:: INFORMATION SUPPLIED ::
_ _ _ _ _ _ _

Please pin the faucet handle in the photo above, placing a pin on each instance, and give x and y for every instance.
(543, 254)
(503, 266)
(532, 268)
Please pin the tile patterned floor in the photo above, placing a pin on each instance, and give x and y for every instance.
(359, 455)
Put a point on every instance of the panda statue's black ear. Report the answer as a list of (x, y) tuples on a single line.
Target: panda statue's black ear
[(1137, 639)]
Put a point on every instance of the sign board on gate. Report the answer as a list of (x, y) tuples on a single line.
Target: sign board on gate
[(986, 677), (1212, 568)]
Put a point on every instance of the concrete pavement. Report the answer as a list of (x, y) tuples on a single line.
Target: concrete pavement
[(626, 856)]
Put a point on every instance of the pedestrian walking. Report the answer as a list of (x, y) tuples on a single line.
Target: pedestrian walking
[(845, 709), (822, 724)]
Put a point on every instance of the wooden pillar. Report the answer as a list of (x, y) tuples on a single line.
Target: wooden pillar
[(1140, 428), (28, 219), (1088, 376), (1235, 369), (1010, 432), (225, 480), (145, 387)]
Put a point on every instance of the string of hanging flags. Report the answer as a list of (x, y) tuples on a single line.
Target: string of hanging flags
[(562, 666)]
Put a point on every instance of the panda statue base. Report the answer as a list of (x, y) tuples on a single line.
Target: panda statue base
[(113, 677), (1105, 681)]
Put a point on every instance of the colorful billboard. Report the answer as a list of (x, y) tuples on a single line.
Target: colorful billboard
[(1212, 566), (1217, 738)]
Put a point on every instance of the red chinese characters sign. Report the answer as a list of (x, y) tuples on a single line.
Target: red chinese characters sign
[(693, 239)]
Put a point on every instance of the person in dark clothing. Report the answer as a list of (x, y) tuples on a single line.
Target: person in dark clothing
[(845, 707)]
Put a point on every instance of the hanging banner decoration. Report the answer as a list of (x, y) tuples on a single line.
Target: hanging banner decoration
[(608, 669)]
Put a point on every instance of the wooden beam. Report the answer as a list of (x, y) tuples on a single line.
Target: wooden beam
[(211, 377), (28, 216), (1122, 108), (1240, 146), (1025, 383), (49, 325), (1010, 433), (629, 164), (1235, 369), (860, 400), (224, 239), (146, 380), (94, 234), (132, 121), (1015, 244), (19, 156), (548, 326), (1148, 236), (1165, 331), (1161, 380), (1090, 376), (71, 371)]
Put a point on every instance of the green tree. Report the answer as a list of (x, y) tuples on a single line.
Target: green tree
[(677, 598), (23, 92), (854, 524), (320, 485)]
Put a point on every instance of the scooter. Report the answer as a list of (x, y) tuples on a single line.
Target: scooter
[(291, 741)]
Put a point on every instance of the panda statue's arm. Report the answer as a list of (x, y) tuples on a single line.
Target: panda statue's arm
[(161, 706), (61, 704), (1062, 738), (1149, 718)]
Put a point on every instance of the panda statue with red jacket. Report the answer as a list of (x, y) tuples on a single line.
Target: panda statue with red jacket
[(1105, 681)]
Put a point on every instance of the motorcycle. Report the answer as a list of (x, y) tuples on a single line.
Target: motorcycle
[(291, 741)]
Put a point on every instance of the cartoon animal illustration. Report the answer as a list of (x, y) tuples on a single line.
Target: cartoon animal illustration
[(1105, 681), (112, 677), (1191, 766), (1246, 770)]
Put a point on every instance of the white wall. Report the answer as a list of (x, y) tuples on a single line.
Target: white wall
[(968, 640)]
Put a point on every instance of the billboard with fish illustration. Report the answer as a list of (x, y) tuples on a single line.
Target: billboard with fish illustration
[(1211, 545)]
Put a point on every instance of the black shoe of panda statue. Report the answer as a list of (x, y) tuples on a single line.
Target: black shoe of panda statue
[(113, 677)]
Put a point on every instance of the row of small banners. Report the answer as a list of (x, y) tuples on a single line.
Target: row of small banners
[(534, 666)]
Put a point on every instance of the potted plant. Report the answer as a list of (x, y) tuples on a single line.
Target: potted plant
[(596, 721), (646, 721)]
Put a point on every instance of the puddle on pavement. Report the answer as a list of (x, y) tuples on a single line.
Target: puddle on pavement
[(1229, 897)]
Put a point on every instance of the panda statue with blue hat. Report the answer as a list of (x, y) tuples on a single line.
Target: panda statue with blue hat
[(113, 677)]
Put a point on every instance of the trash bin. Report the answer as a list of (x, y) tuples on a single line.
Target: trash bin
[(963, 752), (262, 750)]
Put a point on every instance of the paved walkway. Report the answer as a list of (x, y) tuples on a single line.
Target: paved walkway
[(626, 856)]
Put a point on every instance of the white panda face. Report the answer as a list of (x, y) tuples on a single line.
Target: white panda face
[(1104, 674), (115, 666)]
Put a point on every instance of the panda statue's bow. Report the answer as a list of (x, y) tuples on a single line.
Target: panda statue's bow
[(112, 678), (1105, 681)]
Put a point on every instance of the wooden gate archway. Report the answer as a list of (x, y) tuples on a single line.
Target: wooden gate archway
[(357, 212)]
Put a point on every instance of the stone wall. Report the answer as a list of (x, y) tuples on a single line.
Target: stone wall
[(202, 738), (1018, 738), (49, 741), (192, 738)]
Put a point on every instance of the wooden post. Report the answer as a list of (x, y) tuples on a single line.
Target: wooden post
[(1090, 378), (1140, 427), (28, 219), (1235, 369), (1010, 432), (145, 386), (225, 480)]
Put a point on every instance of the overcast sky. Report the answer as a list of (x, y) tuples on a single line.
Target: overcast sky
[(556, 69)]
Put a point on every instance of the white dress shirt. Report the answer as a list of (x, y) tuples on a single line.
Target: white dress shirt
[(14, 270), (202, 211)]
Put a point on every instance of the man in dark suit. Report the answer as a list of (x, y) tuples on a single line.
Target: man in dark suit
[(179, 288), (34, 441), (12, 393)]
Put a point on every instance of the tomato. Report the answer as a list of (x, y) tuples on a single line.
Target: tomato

_ _ _ _ _ _ _

:: ABOUT THIS EXERCISE ::
Wherever the word "tomato" occurs in the data, copy that whole line.

:: TASK SOLUTION ::
Put a point on every instance of the tomato. Report the answer as a list of (x, y) tuples on a single line.
Target: tomato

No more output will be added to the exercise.